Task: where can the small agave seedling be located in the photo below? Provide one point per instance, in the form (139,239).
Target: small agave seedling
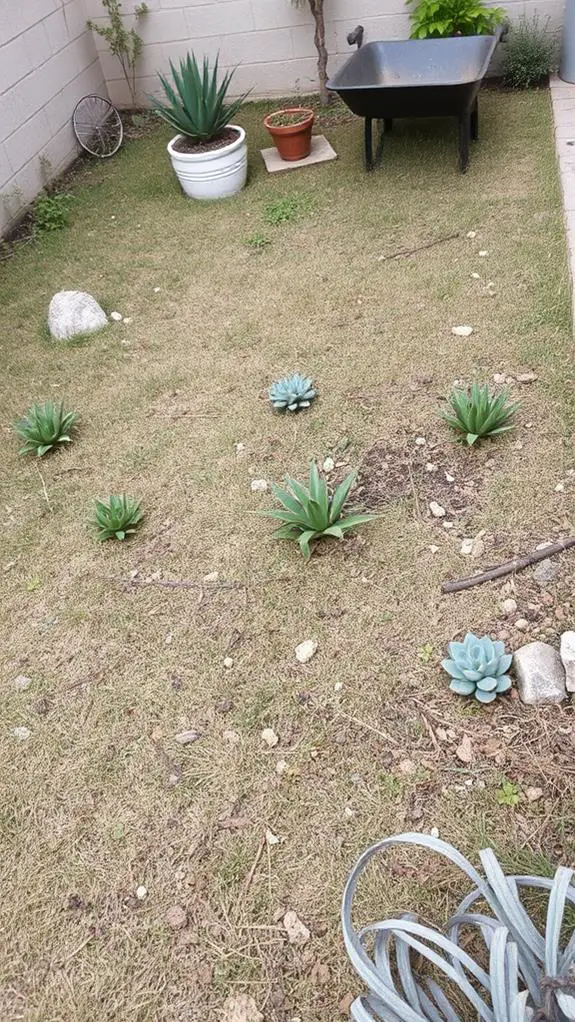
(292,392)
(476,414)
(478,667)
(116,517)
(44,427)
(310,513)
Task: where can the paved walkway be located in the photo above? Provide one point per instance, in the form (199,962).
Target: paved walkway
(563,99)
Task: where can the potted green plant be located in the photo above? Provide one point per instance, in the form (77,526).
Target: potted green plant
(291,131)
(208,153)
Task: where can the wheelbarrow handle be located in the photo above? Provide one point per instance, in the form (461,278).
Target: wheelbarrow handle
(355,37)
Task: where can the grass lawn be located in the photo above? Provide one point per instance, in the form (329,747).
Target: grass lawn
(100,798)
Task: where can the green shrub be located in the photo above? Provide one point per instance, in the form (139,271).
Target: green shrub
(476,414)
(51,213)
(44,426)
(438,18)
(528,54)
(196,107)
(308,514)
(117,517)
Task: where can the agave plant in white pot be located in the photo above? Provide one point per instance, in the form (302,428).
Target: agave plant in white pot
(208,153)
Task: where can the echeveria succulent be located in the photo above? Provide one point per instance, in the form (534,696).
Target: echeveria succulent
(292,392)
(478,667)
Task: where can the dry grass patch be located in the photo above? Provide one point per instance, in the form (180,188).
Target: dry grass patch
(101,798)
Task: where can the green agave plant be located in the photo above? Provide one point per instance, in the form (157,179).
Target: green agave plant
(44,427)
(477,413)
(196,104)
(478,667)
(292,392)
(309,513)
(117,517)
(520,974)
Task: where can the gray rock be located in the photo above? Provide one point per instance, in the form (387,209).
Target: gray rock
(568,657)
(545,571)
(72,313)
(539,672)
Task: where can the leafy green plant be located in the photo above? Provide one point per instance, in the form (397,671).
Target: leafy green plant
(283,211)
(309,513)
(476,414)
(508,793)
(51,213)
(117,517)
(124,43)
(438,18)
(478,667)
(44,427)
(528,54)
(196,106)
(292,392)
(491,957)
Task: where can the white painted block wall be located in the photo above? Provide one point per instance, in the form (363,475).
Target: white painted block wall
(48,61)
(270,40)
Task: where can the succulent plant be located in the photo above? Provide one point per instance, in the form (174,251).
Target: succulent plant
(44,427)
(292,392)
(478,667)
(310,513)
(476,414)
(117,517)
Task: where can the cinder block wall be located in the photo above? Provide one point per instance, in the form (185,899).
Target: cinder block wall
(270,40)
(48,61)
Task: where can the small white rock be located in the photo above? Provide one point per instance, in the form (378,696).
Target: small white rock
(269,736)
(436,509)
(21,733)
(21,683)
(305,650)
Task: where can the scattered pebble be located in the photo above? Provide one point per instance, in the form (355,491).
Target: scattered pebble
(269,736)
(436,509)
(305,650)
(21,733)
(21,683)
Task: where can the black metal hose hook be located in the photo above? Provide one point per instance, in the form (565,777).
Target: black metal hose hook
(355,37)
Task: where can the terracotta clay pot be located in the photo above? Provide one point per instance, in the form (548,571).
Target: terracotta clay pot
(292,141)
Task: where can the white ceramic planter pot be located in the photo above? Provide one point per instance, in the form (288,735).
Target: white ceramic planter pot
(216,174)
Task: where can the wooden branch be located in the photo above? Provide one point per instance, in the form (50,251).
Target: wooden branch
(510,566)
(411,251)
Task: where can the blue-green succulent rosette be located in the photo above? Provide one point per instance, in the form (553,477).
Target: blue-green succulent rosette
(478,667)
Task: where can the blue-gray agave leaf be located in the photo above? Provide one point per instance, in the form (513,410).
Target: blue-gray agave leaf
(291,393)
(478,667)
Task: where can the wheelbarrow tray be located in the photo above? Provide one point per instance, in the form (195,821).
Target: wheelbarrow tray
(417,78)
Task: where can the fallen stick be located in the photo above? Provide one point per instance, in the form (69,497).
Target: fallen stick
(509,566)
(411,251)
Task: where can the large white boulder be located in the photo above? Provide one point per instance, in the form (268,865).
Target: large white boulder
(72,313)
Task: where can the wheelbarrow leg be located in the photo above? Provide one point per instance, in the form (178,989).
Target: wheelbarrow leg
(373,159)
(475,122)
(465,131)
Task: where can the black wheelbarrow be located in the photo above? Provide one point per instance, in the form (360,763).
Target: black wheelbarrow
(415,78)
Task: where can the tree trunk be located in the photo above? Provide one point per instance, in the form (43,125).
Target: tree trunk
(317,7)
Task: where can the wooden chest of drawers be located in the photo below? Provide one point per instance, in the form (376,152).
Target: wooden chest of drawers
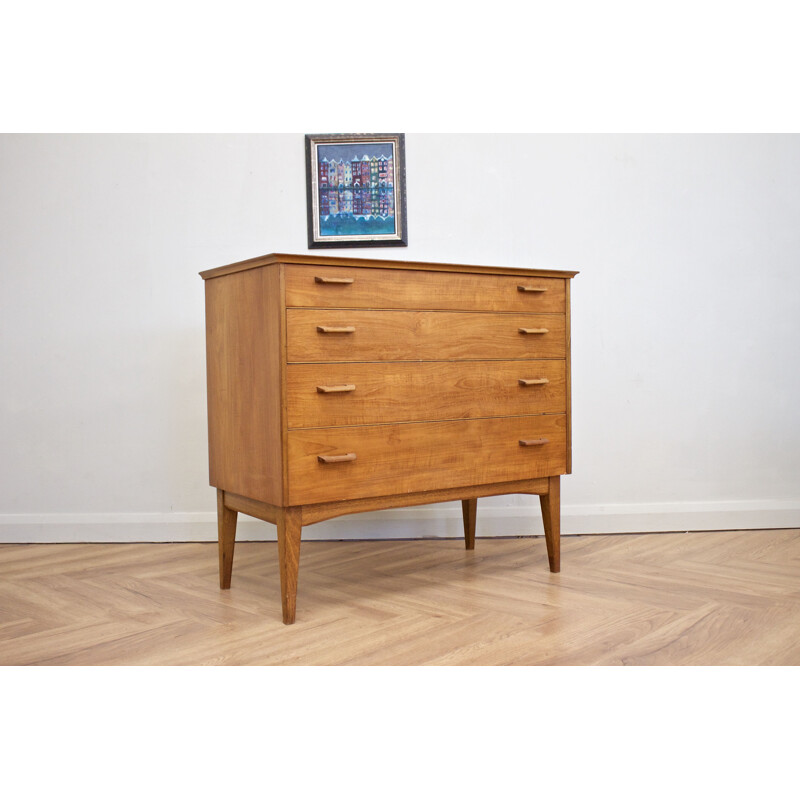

::::::

### Goal
Quote exactly the lines from the one that contains "Task: where can the white ceramic" through the end of the listing above, both ends included, leaving out the pictures.

### Answer to the problem
Task: where can the white ceramic planter pot be located in the photo above? Provide one point per instance, in the form (288,735).
Target: white ceramic planter pot
(216,174)
Task: where can the wooden branch be located in the photo above? Provide one point per instance, in the form (50,251).
Target: wooden branch
(510,566)
(411,251)
Task: where can the blue-green succulent rosette be located in the photo above? Provide one point per instance, in the form (553,477).
Target: blue-green succulent rosette
(478,667)
Task: where can the blue-gray agave leaf be located in the photo above? Provide one point per instance, in the form (513,410).
Target: blue-gray agave leaf
(291,393)
(478,667)
Task: where can the wheelbarrow tray be located in the photo above? Provide one point per instance, in the form (195,821).
Target: wheelbarrow tray
(417,78)
Task: where can the fallen stick be located in the photo above? Provide one point per instance, in the form (69,497).
Target: fallen stick
(509,566)
(411,251)
Task: where can the large white boulder be located in the photo above? Provide one point per instance, in the form (268,865).
Target: large white boulder
(72,313)
Task: where can the wheelbarrow leg be located in the photo above? Provide one point per instance, in the form (178,989).
Target: wheelbarrow leg
(373,159)
(475,122)
(465,131)
Task: where can the black wheelbarrow be located in the photo above? Provide one point per instance, in the form (360,763).
Target: black wheelbarrow
(415,78)
Task: where can the tree trunk be located in the photo above? Provide one point per instance, in the form (43,125).
Target: tree trunk
(317,7)
Task: where can the wooden chest of drawers be located in the photo below? Provide one point per instance, in the form (376,152).
Target: wooden chest of drawers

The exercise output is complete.